[Opening Text excerpt section]

Lots of us would love greater NHS efficiency handling our records and would be all for a digital system that actually worked. Many people voluntarily share their anonymized data for mass health studies and take part in trials. I doubt we would want the government selling off our health data “competitively” so that the state can drive down the costs of its surveillance systems.
The government should invest in technological research and development and provide regulation to protect citizens but it does not need to own or run it? I don’t think that is how the original Industrial Revolution worked.
The report gives the game away when it proposes: “Rather than creating a marketplace of private-sector providers to manage the government-issued identity credentials of citizens, the government should provide a secure, private, decentralised digital-ID system for the benefit of both citizens and businesses.”
What’s wrong with the marketplace? The agricultural and industrial revolutions were achieved by individual innovators competing to make things better and to make money. Of course nobody thinks a national IT system should be contracted to private contractors like Captiva or Deloitte, as the UK government has done so often in the past at the cost of wasted billions of tax payer money.
Do we need a national “digital-ID system” at all? The individual’s rights and privacy are likely to be protected more reliably by competition bewteeen tech giants, provided that legislators regulate and hold them to account. That is why Apple is at war with Alphabet and Meta over the privacy protections it is building into its devices.

[Closing Text excerpt section]
[Opening Information provided section]

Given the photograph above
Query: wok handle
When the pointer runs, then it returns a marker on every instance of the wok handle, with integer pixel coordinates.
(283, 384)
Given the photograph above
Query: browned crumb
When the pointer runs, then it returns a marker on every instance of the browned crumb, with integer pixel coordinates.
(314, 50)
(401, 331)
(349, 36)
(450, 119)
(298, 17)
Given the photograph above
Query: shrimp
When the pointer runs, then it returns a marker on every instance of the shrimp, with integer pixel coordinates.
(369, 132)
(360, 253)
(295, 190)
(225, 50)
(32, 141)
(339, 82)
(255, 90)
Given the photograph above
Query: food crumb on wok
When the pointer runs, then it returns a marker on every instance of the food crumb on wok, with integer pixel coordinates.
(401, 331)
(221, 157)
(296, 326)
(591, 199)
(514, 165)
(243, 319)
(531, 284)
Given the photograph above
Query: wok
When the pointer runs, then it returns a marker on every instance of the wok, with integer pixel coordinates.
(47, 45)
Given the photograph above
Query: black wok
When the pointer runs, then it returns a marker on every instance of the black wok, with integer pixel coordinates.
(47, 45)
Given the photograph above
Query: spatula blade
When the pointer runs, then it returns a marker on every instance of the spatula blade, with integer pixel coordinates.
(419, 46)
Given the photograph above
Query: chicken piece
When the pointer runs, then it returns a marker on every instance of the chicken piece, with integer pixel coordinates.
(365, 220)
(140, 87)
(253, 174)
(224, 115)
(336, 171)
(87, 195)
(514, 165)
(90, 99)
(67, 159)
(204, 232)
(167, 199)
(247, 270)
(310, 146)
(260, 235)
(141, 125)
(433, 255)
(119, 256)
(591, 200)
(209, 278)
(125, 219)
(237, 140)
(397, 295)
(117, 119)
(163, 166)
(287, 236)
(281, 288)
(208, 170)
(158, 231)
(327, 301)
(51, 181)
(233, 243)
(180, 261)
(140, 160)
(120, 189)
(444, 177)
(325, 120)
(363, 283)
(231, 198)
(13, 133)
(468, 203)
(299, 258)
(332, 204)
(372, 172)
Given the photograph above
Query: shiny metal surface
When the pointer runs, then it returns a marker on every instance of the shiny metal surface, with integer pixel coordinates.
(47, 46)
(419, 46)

[Closing Information provided section]

## What is expected:
Carry on the commentary about the proposed national digital-ID system, starting after its final sentence.

## Response to this task:
Data networks will grow and link-up whether we like it or not. Better this evolution happens under the eagle eyes of competitors and centres on the rights of the individual or customer, rather than be promoted by the state. As far as government is concerned, we have passports, driving licences, and tax, health and national insurance IDs anyway. Personally I don’t think it would make much difference if they were digitized together but that is as far as it goes. Other interactions should be on a patchwork of systems where the individual manages the overlaps, without having to utilize a centralised ID.
Lots of countries are developing so-called “eGovernment”, whereby all routine interactions between citizens and the state would be online. That depends on everyone being able to access the web easily and cheaply. Successive UK governments do not have a good record in ensuring the roll out of universal fast and reliable wifi or providing public access to it through libraries and advice centres. Basics should come before “dreams”.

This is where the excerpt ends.